[begin EXTRACTED INFORMATION]
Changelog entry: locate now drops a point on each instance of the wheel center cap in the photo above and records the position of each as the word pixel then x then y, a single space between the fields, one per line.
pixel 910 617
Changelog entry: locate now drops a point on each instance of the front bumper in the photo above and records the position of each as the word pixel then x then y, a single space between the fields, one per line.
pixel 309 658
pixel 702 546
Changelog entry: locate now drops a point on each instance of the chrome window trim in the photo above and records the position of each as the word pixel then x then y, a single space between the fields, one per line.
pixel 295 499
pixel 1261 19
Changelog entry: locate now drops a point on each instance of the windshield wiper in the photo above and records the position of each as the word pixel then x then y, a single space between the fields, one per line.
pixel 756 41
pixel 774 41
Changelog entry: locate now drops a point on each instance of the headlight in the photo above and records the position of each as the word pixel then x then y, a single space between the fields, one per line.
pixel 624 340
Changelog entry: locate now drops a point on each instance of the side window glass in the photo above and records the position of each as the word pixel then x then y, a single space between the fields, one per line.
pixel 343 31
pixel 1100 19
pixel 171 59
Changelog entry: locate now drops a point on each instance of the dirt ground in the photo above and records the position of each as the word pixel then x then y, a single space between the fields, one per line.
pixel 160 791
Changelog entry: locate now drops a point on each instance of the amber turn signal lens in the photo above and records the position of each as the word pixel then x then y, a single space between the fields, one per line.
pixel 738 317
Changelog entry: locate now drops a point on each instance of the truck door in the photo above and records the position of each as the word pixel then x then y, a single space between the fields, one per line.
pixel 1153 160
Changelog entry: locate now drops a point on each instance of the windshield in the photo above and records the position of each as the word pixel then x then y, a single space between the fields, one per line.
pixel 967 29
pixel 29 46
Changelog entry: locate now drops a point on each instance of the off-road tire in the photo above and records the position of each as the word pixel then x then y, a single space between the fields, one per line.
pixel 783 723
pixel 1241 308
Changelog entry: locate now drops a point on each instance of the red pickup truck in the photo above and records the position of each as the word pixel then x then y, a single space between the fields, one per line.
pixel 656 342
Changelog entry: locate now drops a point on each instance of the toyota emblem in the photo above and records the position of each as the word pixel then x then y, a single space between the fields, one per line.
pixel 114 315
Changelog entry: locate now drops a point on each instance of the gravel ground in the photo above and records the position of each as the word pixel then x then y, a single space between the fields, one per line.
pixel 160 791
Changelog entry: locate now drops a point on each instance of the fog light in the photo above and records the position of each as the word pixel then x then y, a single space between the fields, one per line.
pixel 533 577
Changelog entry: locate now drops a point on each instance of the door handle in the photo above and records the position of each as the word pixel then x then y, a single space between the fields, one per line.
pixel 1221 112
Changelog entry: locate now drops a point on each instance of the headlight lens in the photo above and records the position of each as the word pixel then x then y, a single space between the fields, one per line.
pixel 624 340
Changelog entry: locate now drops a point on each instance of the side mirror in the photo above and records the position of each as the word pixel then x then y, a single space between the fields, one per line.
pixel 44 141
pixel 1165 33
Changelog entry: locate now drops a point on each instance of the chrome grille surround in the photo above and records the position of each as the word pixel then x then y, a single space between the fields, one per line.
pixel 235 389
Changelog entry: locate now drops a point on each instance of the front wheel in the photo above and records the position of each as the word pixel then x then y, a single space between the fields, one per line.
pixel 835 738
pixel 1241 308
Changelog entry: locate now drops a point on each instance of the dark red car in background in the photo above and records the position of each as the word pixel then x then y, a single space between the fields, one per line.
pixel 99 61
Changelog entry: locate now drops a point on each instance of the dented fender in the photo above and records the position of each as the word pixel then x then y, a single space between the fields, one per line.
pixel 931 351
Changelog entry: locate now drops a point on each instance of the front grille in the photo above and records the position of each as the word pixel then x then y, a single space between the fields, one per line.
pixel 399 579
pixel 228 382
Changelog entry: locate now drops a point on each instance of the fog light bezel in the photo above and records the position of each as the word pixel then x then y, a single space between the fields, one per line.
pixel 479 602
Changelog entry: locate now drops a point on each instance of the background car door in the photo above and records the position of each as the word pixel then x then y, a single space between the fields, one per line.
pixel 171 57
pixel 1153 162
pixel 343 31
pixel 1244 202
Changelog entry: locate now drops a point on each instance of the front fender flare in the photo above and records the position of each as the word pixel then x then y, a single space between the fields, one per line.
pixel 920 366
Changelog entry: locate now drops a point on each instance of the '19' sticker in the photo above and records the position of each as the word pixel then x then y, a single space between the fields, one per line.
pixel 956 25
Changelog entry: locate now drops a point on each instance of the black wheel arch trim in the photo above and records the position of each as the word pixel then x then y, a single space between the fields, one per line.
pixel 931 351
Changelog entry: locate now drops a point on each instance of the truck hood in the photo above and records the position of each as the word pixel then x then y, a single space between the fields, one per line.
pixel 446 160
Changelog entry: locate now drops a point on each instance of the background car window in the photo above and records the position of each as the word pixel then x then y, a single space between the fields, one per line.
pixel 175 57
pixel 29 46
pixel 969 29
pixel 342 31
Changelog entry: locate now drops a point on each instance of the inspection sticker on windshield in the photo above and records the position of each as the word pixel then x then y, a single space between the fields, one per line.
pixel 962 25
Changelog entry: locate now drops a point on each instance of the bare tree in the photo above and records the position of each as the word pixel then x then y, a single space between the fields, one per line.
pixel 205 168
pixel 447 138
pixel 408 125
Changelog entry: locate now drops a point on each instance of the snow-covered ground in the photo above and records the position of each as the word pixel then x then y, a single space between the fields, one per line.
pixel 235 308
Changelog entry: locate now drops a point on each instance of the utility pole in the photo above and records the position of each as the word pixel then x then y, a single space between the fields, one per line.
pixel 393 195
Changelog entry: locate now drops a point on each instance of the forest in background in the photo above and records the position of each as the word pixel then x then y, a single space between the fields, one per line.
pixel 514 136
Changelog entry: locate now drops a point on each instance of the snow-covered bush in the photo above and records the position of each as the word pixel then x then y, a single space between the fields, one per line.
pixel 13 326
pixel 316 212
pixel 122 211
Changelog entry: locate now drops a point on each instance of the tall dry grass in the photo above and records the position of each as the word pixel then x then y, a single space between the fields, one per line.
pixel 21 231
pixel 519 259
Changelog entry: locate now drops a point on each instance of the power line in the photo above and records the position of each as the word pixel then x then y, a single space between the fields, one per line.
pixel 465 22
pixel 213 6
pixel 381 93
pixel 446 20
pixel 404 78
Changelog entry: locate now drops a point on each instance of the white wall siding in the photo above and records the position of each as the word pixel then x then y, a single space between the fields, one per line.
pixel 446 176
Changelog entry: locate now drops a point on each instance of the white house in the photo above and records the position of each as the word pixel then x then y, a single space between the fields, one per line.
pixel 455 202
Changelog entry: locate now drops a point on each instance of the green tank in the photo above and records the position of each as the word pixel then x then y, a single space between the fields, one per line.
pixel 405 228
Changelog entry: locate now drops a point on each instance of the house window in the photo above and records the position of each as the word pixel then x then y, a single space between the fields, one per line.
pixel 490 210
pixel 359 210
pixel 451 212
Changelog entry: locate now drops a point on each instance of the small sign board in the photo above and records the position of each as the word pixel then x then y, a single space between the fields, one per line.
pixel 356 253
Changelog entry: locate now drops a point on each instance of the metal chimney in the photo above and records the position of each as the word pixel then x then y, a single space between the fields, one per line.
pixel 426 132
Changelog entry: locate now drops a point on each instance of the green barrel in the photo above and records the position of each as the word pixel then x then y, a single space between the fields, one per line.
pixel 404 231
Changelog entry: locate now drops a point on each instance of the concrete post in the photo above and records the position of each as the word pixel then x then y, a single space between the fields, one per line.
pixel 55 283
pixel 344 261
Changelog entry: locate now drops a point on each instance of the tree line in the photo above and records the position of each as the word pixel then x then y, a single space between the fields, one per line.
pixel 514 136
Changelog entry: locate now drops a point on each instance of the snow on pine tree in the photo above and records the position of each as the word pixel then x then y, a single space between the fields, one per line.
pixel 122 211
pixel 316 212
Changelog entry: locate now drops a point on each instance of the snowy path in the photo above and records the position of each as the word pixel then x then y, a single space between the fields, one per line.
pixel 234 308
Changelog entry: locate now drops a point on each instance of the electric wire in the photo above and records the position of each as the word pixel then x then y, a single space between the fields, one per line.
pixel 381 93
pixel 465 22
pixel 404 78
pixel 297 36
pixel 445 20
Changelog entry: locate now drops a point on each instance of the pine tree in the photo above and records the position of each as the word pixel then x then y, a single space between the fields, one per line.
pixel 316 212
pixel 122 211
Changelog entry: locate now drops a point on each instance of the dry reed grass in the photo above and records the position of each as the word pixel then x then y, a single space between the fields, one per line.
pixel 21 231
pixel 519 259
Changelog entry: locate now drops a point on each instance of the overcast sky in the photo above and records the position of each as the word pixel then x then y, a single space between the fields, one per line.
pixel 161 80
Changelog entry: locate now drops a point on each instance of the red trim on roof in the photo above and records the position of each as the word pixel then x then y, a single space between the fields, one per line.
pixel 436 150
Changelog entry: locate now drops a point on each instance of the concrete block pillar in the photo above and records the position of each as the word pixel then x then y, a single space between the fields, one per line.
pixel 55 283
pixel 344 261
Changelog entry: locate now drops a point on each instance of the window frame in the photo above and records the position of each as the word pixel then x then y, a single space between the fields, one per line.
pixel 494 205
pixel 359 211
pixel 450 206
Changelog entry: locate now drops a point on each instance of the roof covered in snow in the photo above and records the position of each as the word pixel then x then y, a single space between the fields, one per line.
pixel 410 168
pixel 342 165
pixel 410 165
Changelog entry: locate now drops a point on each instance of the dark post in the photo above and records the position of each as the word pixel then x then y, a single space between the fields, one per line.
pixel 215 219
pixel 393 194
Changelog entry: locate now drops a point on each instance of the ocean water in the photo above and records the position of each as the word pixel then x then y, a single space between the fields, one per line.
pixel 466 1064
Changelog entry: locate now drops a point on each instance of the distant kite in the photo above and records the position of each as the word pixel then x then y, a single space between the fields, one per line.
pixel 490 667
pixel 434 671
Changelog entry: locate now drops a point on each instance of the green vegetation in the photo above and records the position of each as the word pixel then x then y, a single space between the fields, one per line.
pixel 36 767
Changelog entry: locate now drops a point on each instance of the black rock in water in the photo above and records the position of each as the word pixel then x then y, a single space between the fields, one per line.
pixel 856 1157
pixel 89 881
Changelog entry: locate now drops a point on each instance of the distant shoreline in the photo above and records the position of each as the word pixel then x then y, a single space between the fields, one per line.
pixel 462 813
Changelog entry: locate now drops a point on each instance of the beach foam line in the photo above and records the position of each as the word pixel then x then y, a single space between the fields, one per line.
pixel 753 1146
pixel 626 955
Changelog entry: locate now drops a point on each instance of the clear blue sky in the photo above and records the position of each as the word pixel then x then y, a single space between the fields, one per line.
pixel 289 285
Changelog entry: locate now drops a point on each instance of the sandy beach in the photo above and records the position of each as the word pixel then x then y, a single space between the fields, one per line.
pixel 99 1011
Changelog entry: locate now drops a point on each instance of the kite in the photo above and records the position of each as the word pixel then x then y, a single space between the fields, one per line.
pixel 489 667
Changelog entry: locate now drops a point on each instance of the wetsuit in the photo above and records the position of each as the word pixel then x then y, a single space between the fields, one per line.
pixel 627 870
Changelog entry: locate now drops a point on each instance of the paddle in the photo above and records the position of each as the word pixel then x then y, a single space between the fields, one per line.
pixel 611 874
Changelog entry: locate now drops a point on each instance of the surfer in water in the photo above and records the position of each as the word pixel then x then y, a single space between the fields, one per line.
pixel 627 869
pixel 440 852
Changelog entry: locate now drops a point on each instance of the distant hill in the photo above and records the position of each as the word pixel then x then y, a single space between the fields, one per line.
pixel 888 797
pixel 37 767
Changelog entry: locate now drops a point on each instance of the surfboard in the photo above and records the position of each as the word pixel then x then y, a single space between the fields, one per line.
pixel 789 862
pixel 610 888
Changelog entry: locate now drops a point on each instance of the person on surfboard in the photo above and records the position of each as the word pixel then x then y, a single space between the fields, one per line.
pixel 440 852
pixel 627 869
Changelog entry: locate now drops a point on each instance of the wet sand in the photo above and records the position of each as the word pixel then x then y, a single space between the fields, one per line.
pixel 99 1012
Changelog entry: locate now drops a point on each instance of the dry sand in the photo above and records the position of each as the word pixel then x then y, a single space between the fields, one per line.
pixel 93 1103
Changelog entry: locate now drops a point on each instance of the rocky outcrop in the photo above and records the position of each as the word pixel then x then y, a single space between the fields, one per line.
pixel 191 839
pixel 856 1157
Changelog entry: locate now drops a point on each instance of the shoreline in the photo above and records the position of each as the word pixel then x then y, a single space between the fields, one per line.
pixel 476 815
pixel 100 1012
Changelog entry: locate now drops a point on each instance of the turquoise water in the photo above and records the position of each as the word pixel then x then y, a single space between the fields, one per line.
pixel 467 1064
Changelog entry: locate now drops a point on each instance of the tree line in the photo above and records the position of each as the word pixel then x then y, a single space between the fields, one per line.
[end EXTRACTED INFORMATION]
GIVEN INSTRUCTION — Take the line holding "of the turquoise" and all lines after it through the end of the data, and set them down exactly.

OUTPUT —
Changelog entry: locate now drops a point on each instance of the turquoise water in the photo above and records the position of each as the word pixel then x then y, a single space between the fields, one per line.
pixel 467 1064
Changelog entry: locate now drops a point on each instance of the tree line in the photo above and records the position of each as the word pixel then x then y, a single space between the fields, one per line.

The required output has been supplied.